§ PROBLEM REQUIREMENTS:
Count the lines of the data below that contain the word "tree". Reply with the number alone.

§ STORED RECORDS:
## Begin
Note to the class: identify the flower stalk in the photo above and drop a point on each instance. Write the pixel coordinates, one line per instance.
## End
## Begin
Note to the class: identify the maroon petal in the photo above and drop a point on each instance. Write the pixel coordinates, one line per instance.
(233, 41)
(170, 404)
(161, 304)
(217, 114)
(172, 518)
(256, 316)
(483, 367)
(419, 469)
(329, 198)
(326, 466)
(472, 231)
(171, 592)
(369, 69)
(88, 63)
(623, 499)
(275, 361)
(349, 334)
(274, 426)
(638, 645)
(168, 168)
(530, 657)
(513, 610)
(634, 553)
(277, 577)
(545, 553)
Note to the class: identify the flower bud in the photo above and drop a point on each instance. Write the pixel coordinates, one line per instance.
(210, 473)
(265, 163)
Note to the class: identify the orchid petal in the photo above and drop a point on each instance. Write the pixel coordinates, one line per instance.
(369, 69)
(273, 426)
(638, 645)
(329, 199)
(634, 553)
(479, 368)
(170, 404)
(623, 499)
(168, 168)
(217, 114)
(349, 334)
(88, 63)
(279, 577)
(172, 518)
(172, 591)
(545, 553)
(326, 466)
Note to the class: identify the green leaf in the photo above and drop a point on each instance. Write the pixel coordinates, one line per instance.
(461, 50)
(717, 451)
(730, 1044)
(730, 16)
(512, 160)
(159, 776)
## End
## Begin
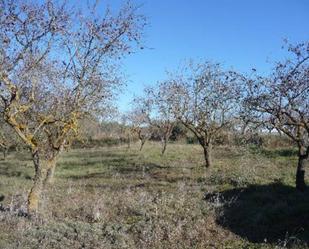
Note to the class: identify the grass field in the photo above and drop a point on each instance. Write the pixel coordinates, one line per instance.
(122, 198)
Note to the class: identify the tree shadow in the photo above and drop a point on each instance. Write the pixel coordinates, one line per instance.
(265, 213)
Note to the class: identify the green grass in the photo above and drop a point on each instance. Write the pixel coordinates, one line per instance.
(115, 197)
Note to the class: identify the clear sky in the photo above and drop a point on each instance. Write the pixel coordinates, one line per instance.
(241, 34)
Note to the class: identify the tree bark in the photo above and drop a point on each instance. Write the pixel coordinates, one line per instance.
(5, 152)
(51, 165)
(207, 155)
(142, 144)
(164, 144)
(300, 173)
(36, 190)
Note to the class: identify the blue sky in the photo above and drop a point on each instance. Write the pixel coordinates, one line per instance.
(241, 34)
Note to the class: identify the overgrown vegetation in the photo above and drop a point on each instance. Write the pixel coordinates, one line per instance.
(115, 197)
## End
§ FINISHED ANSWER:
2